--- Task prompt ---
Find the string "table" in the records and copy each line where it occurs.

--- Data for this task ---
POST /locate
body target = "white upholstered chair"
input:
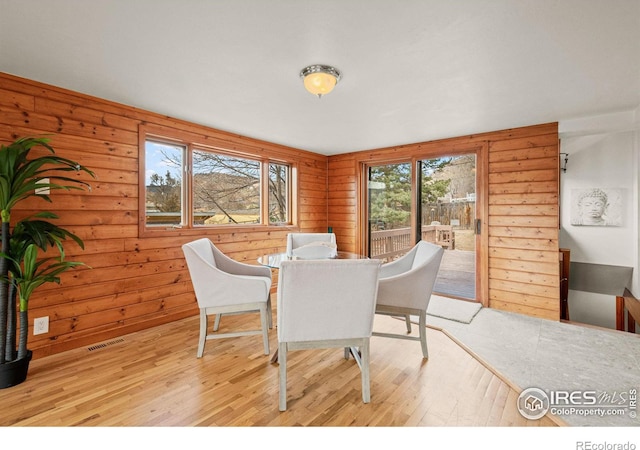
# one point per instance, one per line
(405, 288)
(326, 304)
(312, 245)
(225, 286)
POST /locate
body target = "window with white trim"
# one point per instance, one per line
(189, 185)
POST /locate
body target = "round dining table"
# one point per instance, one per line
(273, 261)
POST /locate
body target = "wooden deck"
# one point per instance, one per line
(153, 378)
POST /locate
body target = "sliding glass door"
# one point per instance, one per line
(447, 213)
(433, 200)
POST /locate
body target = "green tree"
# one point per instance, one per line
(165, 192)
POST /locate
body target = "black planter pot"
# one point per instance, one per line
(14, 372)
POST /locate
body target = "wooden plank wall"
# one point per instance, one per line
(517, 197)
(134, 283)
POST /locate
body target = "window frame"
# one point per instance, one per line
(197, 142)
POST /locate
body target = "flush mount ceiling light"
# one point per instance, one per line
(319, 79)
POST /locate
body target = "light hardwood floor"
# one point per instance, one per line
(153, 378)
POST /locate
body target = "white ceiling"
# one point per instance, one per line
(413, 70)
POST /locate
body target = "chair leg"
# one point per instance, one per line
(264, 323)
(269, 311)
(422, 323)
(282, 361)
(364, 369)
(203, 332)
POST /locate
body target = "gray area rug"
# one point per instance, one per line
(451, 309)
(550, 355)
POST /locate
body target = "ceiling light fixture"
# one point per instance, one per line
(319, 79)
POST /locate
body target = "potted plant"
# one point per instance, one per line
(32, 248)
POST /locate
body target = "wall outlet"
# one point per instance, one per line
(41, 325)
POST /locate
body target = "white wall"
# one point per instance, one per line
(604, 152)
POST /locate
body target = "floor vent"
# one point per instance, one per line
(104, 344)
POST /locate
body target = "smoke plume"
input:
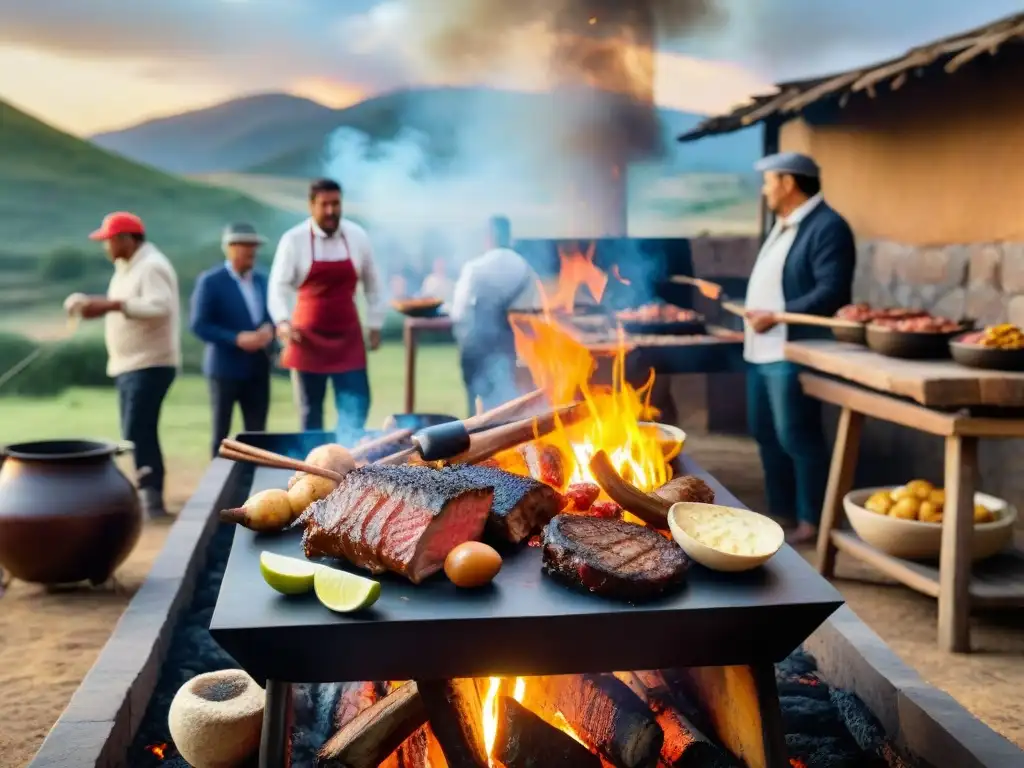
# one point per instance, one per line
(555, 162)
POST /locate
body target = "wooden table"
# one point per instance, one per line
(935, 397)
(412, 328)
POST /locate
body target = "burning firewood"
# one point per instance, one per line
(684, 747)
(603, 713)
(456, 714)
(524, 740)
(375, 732)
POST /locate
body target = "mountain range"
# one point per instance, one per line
(55, 188)
(284, 135)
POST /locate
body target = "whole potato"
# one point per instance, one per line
(903, 492)
(983, 514)
(880, 503)
(905, 509)
(930, 512)
(307, 489)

--- Reply ---
body target = "round dining table"
body target = "wooden table"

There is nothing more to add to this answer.